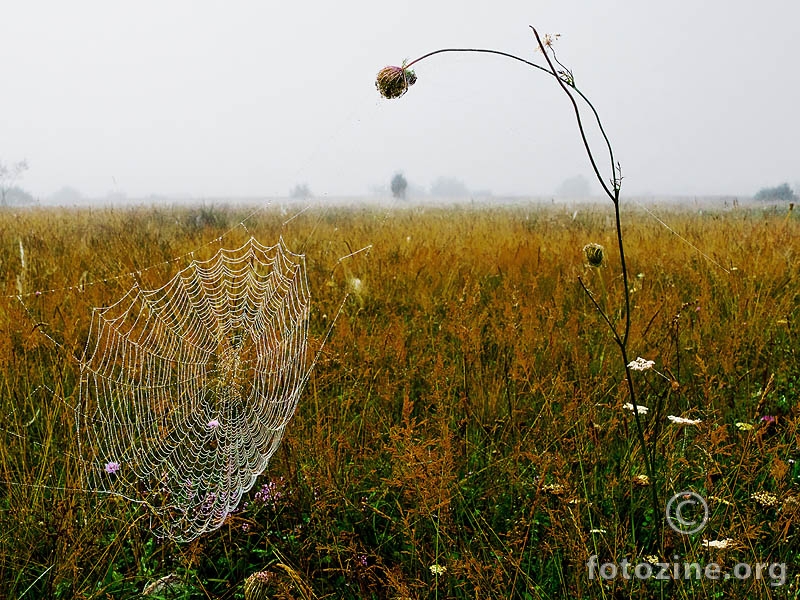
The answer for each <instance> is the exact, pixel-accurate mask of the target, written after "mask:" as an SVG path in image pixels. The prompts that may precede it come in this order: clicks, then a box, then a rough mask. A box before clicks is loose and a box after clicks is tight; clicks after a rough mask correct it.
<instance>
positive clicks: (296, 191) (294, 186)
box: [289, 183, 311, 200]
mask: <svg viewBox="0 0 800 600" xmlns="http://www.w3.org/2000/svg"><path fill="white" fill-rule="evenodd" d="M289 197H290V198H294V199H296V200H307V199H308V198H311V188H309V187H308V184H307V183H298V184H297V185H296V186H294V187H293V188H292V191H291V192H289Z"/></svg>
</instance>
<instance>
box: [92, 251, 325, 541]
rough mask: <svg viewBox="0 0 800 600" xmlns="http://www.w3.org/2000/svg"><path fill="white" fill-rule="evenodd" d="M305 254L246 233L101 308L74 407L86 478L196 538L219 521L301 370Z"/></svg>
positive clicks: (307, 321) (135, 289)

= = = = = = =

Your instructions: Copy all of the data above back word for word, without the pictures.

Solution to this exercise:
The answer for each <instance> is the exact, pixel-accurate mask of the target, written after "mask:" as an SVG path in image pixels. The prompts that may precede it come in this order: clicks, then a box, then a rough mask. A box before clicks is loose and a box after clicks is tight; clicks after a rough mask correct it.
<instance>
positive clicks: (296, 191) (294, 186)
box: [289, 183, 311, 200]
mask: <svg viewBox="0 0 800 600" xmlns="http://www.w3.org/2000/svg"><path fill="white" fill-rule="evenodd" d="M289 197H290V198H294V199H296V200H307V199H308V198H311V188H309V187H308V184H307V183H298V184H297V185H296V186H294V187H293V188H292V191H291V192H289Z"/></svg>
</instance>
<instance>
box: [92, 251, 325, 541]
rough mask: <svg viewBox="0 0 800 600" xmlns="http://www.w3.org/2000/svg"><path fill="white" fill-rule="evenodd" d="M305 254L246 233L101 308L74 407L86 478L196 538L219 521L301 370Z"/></svg>
positive clicks: (307, 321) (135, 289)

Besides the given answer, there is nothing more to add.